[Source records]
▬▬▬

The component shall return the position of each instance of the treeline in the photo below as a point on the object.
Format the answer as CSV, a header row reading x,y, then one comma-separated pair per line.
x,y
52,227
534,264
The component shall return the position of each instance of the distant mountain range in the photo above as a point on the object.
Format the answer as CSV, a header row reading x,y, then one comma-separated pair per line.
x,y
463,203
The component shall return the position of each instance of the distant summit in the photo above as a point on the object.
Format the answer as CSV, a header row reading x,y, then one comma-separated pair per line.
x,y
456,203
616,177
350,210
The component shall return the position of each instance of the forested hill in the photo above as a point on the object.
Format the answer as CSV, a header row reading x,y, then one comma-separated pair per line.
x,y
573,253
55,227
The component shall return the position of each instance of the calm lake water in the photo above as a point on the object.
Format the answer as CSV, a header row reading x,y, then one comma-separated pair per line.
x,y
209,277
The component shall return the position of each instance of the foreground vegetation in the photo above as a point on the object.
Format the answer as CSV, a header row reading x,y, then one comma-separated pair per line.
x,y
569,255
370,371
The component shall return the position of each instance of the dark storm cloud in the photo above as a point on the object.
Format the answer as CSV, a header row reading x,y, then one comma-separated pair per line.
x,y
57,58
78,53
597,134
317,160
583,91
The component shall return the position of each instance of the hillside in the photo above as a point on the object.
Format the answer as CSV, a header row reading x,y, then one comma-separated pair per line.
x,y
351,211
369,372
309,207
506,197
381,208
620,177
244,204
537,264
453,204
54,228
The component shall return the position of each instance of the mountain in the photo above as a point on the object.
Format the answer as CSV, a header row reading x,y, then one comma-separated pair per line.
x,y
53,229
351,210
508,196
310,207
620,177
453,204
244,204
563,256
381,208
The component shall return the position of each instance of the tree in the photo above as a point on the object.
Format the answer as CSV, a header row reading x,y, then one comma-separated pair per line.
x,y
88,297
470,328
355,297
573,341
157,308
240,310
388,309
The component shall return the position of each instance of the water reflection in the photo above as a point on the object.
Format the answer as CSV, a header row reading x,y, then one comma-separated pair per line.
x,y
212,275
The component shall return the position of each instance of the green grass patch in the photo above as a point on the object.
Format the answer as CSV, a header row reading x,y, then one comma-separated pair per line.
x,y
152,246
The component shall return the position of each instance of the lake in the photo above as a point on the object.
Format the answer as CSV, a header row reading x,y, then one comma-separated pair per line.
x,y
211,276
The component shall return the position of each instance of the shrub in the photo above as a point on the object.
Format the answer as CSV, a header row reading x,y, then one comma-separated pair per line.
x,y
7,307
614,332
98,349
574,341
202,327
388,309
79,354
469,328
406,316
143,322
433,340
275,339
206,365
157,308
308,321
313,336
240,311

▬▬▬

» TASK OBJECTIVE:
Among the records above, which lines hold the word "lake"? Copy each one.

» OUTPUT OF THE TASK:
The component shall return the position of each instance of the calm lake water in the photo above as a point on the object.
The component shall return the position of each instance of the lake in the photo above as a point on the object.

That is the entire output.